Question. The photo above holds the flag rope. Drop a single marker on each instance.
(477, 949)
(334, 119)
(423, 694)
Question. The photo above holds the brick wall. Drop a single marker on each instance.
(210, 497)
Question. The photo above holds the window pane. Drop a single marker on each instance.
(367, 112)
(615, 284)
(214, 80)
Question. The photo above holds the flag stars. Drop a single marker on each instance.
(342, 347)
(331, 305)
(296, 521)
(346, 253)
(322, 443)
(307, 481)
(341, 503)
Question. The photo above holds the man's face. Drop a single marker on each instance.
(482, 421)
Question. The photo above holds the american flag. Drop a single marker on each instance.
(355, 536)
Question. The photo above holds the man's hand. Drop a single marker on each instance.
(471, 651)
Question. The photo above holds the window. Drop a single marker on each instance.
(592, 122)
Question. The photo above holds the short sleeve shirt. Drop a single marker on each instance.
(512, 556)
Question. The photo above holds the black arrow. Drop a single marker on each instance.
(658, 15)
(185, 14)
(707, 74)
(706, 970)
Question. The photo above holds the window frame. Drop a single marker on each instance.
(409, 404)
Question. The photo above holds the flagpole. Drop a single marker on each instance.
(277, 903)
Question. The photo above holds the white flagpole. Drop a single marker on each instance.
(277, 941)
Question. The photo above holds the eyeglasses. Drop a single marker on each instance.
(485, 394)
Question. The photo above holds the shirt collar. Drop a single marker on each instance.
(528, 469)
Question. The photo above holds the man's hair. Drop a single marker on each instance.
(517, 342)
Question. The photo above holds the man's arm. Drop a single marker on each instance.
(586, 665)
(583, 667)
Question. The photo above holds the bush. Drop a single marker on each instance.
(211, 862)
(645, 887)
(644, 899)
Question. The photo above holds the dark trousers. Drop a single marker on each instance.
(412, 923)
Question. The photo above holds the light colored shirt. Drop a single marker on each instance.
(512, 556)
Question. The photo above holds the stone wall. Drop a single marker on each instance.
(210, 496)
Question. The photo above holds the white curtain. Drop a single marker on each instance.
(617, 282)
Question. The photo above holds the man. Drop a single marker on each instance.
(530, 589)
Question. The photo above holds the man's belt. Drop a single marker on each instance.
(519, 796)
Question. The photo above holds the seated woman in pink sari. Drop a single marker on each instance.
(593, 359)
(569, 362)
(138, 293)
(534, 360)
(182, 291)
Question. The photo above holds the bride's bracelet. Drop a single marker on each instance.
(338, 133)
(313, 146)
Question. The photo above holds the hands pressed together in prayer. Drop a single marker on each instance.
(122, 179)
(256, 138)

======

**Exercise requirements**. Retype the items exactly, starting at the line that contains "Question. The photo above holds the white curtain." and ending with the last line of the items.

**Result for this exercise**.
Question. The photo above holds the white curtain. Drop a single marker on each instance.
(617, 282)
Question. The photo above holds the man. Drop a single marker on each instance.
(530, 589)
Question. The photo above holds the man's belt. Drop a single marker on each instance.
(519, 796)
Question. The photo above holds the seated woman in pink sari. Drop a single marker on each instance.
(593, 359)
(569, 362)
(138, 293)
(534, 360)
(182, 291)
Question. The photo above holds the bride's bracelet. Drop a single marker on each instance.
(338, 133)
(313, 146)
Question. The photo above holds the hands pressed together in prayer. Drop a single marker on each instance.
(122, 179)
(256, 138)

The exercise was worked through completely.